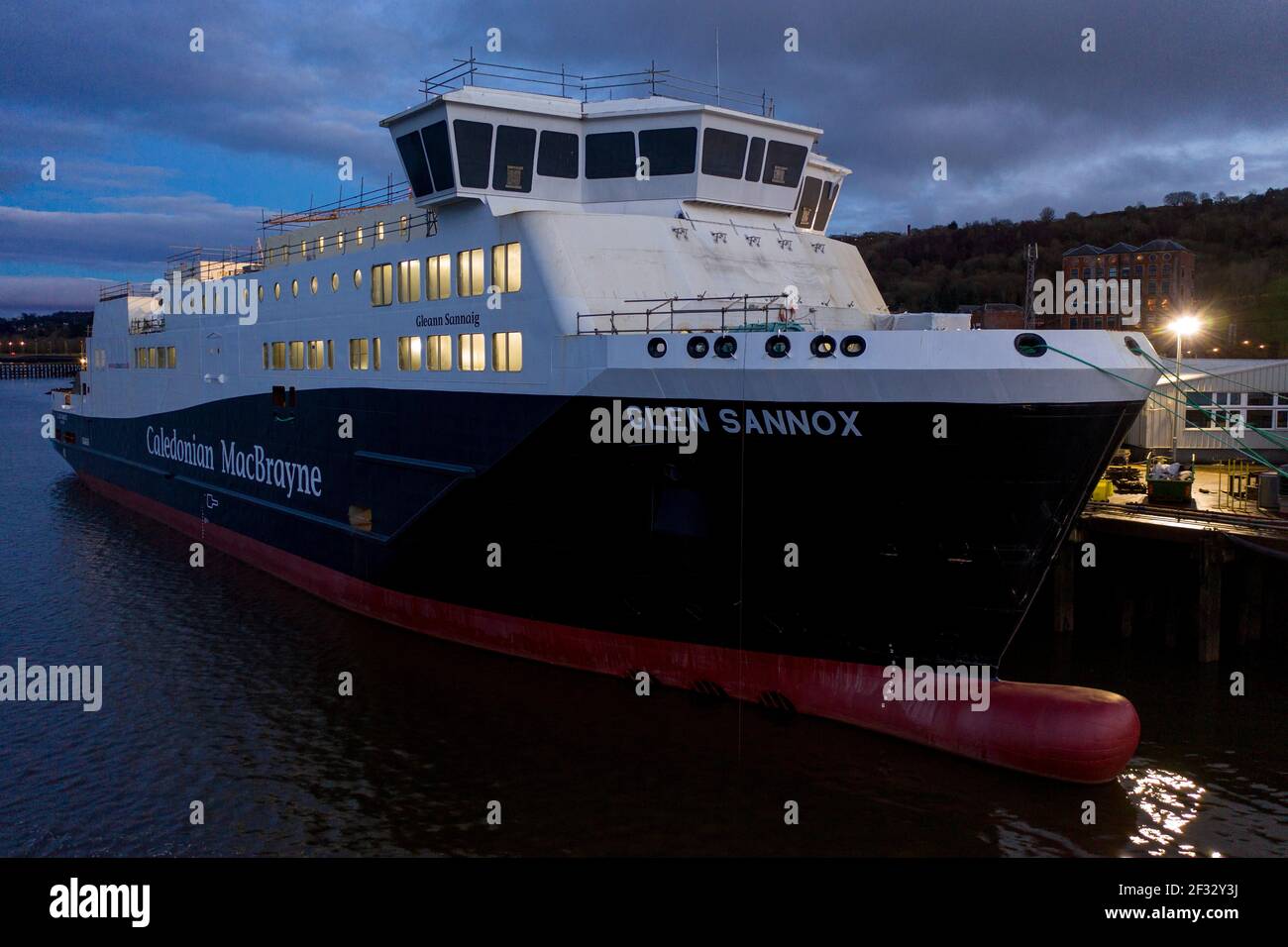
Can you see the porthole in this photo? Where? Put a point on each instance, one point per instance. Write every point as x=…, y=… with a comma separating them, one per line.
x=853, y=346
x=822, y=347
x=725, y=347
x=1030, y=344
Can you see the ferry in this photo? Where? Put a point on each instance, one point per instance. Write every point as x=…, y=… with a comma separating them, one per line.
x=596, y=388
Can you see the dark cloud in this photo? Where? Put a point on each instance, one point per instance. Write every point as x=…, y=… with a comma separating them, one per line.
x=1001, y=89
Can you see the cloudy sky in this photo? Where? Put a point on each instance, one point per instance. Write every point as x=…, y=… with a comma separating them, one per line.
x=159, y=147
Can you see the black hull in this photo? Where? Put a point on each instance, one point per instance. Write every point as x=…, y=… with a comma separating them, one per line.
x=909, y=544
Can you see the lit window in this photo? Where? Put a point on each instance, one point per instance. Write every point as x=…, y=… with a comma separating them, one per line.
x=381, y=283
x=506, y=266
x=439, y=352
x=359, y=355
x=472, y=352
x=506, y=351
x=408, y=281
x=469, y=272
x=408, y=352
x=438, y=277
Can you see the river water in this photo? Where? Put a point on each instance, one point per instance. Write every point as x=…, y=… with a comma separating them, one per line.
x=220, y=685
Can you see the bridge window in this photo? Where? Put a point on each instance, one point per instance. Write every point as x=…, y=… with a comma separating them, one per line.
x=359, y=355
x=473, y=151
x=610, y=155
x=784, y=163
x=438, y=275
x=408, y=352
x=469, y=272
x=513, y=161
x=408, y=281
x=381, y=283
x=669, y=151
x=722, y=153
x=472, y=352
x=558, y=155
x=506, y=351
x=506, y=266
x=415, y=163
x=755, y=158
x=439, y=352
x=434, y=138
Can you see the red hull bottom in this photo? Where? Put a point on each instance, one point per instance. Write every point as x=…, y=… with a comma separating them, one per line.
x=1072, y=733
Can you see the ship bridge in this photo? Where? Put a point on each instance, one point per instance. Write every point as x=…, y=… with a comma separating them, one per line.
x=656, y=154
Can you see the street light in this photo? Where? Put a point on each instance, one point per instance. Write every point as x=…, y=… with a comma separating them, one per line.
x=1183, y=326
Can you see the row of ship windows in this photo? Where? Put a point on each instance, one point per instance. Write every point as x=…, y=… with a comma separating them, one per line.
x=155, y=357
x=471, y=277
x=433, y=351
x=428, y=161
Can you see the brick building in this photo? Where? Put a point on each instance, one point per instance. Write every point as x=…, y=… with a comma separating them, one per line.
x=1164, y=269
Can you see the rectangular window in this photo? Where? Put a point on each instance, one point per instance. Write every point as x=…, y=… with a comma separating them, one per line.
x=558, y=155
x=408, y=281
x=755, y=158
x=439, y=352
x=669, y=151
x=408, y=354
x=439, y=154
x=359, y=355
x=469, y=272
x=724, y=153
x=506, y=266
x=381, y=283
x=506, y=351
x=784, y=163
x=473, y=151
x=472, y=352
x=438, y=275
x=610, y=155
x=511, y=166
x=415, y=163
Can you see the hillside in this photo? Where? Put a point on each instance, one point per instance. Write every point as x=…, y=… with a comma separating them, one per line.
x=1240, y=274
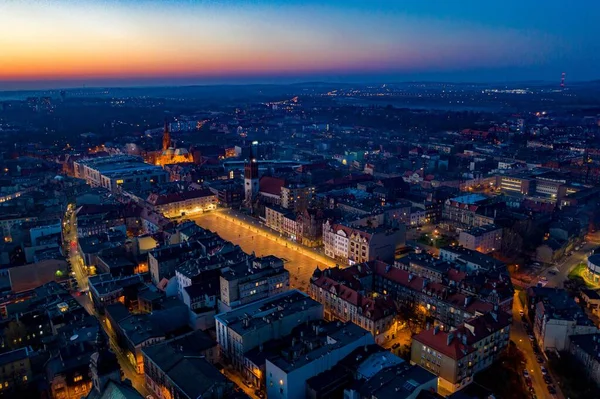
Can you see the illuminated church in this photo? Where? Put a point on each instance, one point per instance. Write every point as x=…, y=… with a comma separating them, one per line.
x=169, y=154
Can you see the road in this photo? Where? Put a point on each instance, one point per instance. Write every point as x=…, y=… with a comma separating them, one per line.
x=300, y=261
x=77, y=265
x=568, y=263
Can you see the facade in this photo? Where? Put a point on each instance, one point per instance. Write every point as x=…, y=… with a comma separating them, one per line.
x=484, y=239
x=251, y=179
x=594, y=267
x=341, y=302
x=286, y=376
x=121, y=171
x=166, y=363
x=249, y=326
x=296, y=197
x=472, y=210
x=282, y=221
x=243, y=284
x=557, y=318
x=15, y=369
x=183, y=203
x=455, y=356
x=585, y=349
x=358, y=245
x=106, y=289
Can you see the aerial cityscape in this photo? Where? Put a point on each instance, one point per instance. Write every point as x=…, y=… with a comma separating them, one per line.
x=289, y=200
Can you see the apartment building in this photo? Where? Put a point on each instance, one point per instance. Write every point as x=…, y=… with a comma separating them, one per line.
x=309, y=354
x=183, y=203
x=251, y=325
x=262, y=278
x=456, y=355
x=347, y=302
x=484, y=239
x=282, y=221
x=119, y=172
x=296, y=196
x=358, y=245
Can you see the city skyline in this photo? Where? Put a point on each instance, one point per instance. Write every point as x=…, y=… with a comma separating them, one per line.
x=125, y=43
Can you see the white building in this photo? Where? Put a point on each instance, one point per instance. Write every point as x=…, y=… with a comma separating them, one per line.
x=286, y=377
x=484, y=239
x=120, y=171
x=249, y=326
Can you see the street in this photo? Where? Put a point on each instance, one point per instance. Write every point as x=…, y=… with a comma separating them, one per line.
x=83, y=298
x=300, y=261
x=519, y=336
x=568, y=263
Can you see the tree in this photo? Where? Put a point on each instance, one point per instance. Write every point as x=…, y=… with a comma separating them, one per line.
x=410, y=314
x=14, y=334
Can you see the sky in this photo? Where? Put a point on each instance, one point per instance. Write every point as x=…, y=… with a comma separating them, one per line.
x=62, y=43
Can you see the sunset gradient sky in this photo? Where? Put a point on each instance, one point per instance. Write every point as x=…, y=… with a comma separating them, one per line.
x=70, y=42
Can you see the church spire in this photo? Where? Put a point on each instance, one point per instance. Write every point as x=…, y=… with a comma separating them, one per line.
x=166, y=137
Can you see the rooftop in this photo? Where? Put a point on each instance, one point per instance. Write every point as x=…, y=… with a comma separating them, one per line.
x=258, y=314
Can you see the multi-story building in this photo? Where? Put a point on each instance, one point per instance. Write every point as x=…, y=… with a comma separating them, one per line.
x=249, y=326
x=106, y=289
x=456, y=355
x=296, y=196
x=472, y=210
x=342, y=302
x=282, y=221
x=484, y=239
x=357, y=245
x=310, y=354
x=167, y=367
x=310, y=227
x=163, y=261
x=183, y=203
x=242, y=284
x=557, y=318
x=471, y=260
x=119, y=172
x=15, y=369
x=585, y=349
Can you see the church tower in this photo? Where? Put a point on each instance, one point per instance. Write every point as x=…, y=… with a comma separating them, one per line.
x=251, y=177
x=166, y=137
x=103, y=364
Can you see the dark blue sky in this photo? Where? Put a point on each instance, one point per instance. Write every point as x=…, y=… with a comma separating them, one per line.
x=193, y=41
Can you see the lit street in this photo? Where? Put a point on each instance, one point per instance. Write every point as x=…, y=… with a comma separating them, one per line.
x=519, y=336
x=300, y=261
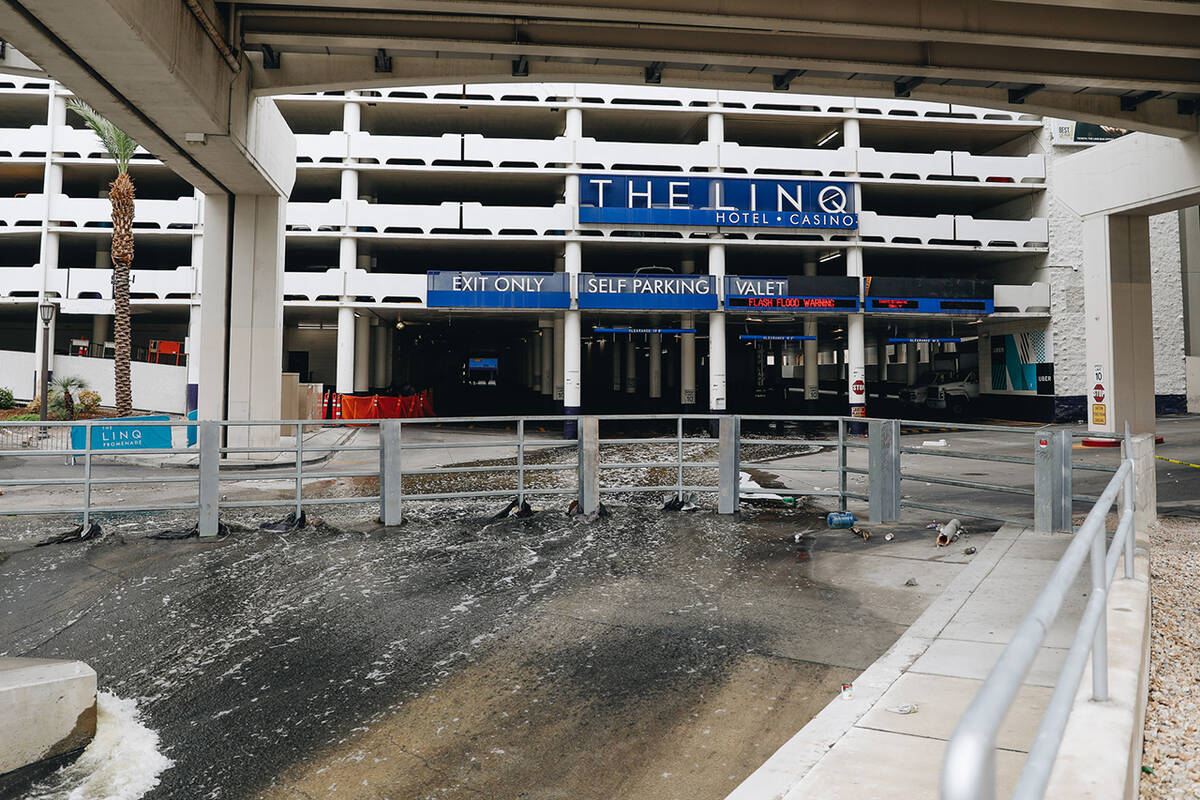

· · · ·

Your instructions ::
Change "this photo" to "this image" everywhere in the listing above and write the whole listing out again with nothing else altered. Leave the pictures out.

Result for this task ::
Can you see the porthole in this image? Where? Put a point on each instance, one point per instance. Write every point as x=…, y=… with a comma separating them, one per line.
x=853, y=346
x=822, y=347
x=725, y=347
x=1030, y=344
Can you see the ferry in this image? Where? Put a point on each instance, one point per instance. Write every point as x=…, y=… with a comma separating them, one per line.
x=596, y=388
Can you see the dark cloud in this image? Where? Put a point on each instance, one point per instance. Write every point as x=…, y=… with a comma separating them, one per line.
x=1001, y=89
Can you see the cloudy sky in this image? Where? Put a point on each instance, one point per instance. Write every point as x=…, y=… with a comma separating them, one per line.
x=159, y=147
Can you see the black hull in this image? Where? Put a point on each instance, one point per instance. Write every point as x=…, y=… with a comma separating them, one per line.
x=909, y=544
Can you see the lit window in this image? Where? Put a point on each instance, one point per instance. Write every point as x=…, y=… with a comma separating them, one per line.
x=381, y=283
x=506, y=266
x=439, y=352
x=359, y=355
x=472, y=352
x=506, y=351
x=408, y=281
x=469, y=272
x=408, y=352
x=438, y=277
Can you see the river water in this image? Where? Put a point on each instance, one point per instance. Write every point as x=…, y=… with a comma separating them, one per line.
x=220, y=685
Can you see the bridge window in this image? Where? Put a point on each instance, one point per instance. Write every point as x=…, y=… with a comma separating them, one per line.
x=359, y=355
x=473, y=151
x=610, y=155
x=784, y=163
x=438, y=275
x=408, y=352
x=469, y=272
x=513, y=161
x=408, y=281
x=381, y=283
x=669, y=151
x=722, y=153
x=472, y=352
x=558, y=155
x=506, y=351
x=506, y=266
x=415, y=163
x=755, y=158
x=439, y=352
x=434, y=138
Can you see the red hull bottom in this image? Where? Put a point on each instance, one point per instance. Write every point as x=…, y=… with a comma separating them, one per line.
x=1072, y=733
Can you see the ship bridge in this image? Where? Put a point on each instance, one point per instance. Write every point as x=…, y=… with a comma separating them, one per line.
x=656, y=154
Can you see the street light in this image? Where? Put a point on each instance, one point per instance. Write every point as x=…, y=… with a comma separating them, one per line.
x=1183, y=326
Can you see the row of ship windows in this image? Where? Put a point on each instance, one point per instance. Write every point as x=…, y=… with a comma separating them, one per line.
x=155, y=357
x=471, y=277
x=433, y=351
x=428, y=161
Can you see the brick building in this image? Where? Put a point on each instance, one point per instance. Write every point as x=…, y=… with a comma separating them, one per line.
x=1164, y=269
Can you see the rectangular window in this image? Where? Put a point on each instance, one point per instance. Write every point as x=…, y=… with a comma separating them, one per line.
x=558, y=155
x=408, y=281
x=755, y=158
x=439, y=352
x=669, y=151
x=408, y=354
x=439, y=154
x=359, y=355
x=469, y=272
x=724, y=153
x=506, y=266
x=381, y=283
x=506, y=351
x=784, y=163
x=473, y=151
x=472, y=352
x=438, y=275
x=610, y=155
x=511, y=166
x=415, y=163
Can you see the hillside in this image? Where? Put a point on each instance, one point per instance. Write every point as x=…, y=… with a comma separating them, one per line.
x=1240, y=274
Can you see the illuminated church in this image? Where? Put a point on each instance, one point per instance. Write every point as x=…, y=… with a comma separating them, one per line.
x=169, y=154
Can you see the road in this image? Where? Put a point on each instance, one point per instance. Write every point as x=…, y=… with a comma separating them, one per line.
x=300, y=261
x=77, y=265
x=568, y=263
Can you see the facade in this image? Where? Put a point on each instance, one point per instance. Write every point as x=…, y=… with a comma separating them, one per line.
x=484, y=239
x=251, y=179
x=594, y=267
x=341, y=302
x=286, y=376
x=121, y=171
x=166, y=363
x=249, y=326
x=296, y=197
x=472, y=210
x=282, y=221
x=243, y=284
x=557, y=318
x=15, y=369
x=183, y=203
x=455, y=356
x=585, y=349
x=358, y=245
x=106, y=289
Can you see the aerial cityscape in this image? Where? Put a point on each instance, one point per instance. Write every point as x=…, y=… with a comma separating them, one per line.
x=289, y=200
Can you see the apartment building in this image? Where? Put a point on each instance, one point per instance. Write every point as x=…, y=… with a comma separating them, one per line.
x=309, y=354
x=183, y=203
x=251, y=325
x=262, y=278
x=456, y=355
x=347, y=302
x=484, y=239
x=282, y=221
x=119, y=172
x=296, y=196
x=358, y=245
Can you see the city skyline in this image? Where? Put a point on each instance, one point per instance. Write every point as x=…, y=… with a comma separating them, one per line.
x=125, y=43
Can you see the white building in this image? Where? Put a point on each instance, one point per instance. Write every point as x=…, y=… with a comma separating them, one per line.
x=286, y=377
x=484, y=239
x=120, y=171
x=249, y=326
Can you see the street in this image? Where? Put a point on each instance, one point per instance. Write every point as x=…, y=… with a comma separating them, one per line.
x=83, y=298
x=300, y=261
x=519, y=336
x=568, y=263
Can you see the tree in this image? Where? Put a point on each instance, one point per instance. Write every point as x=…, y=… with a comma separating them, one per line.
x=410, y=314
x=14, y=334
Can you see the sky in this image? Where? Put a point on each instance, one point per instance. Write every point as x=…, y=… with a comma separating them, one per line.
x=62, y=43
Can you see the sunset gradient sky in this image? Where? Put a point on each instance, one point per instance. Write every point as x=…, y=… with a comma separating them, one per line.
x=70, y=42
Can you see the church spire in this image? Where? Put a point on each instance, one point per instance. Write every point as x=…, y=… with a comma separating them, one per line.
x=166, y=137
Can you see the rooftop in this image? Where? Put a point on each instance, one point per instance. Write every point as x=…, y=… with a comma separating them, one per line.
x=258, y=314
Can you see the multi-story building in this image? Where? Put a point on each instance, one point per instance. Write every point as x=…, y=… with a comma separating them, one per line.
x=249, y=326
x=106, y=289
x=456, y=355
x=296, y=196
x=472, y=210
x=342, y=302
x=282, y=221
x=484, y=239
x=357, y=245
x=310, y=354
x=167, y=367
x=310, y=227
x=163, y=261
x=183, y=203
x=242, y=284
x=557, y=318
x=471, y=260
x=119, y=172
x=15, y=369
x=585, y=349
Can you see the church tower in this image? Where? Put a point on each instance, one point per instance. Write every point as x=…, y=… with a comma separating them, one per line.
x=251, y=177
x=166, y=137
x=103, y=364
Can you see the dark blue sky in this image? Where? Put a point on each instance, one point per instance. Write every point as x=…, y=… with a comma separating them, one per line.
x=193, y=41
Can you see the lit street in this image? Where? Put a point on each instance, one point per instance. Write every point as x=…, y=… with a comma separating them, one per line.
x=519, y=336
x=300, y=261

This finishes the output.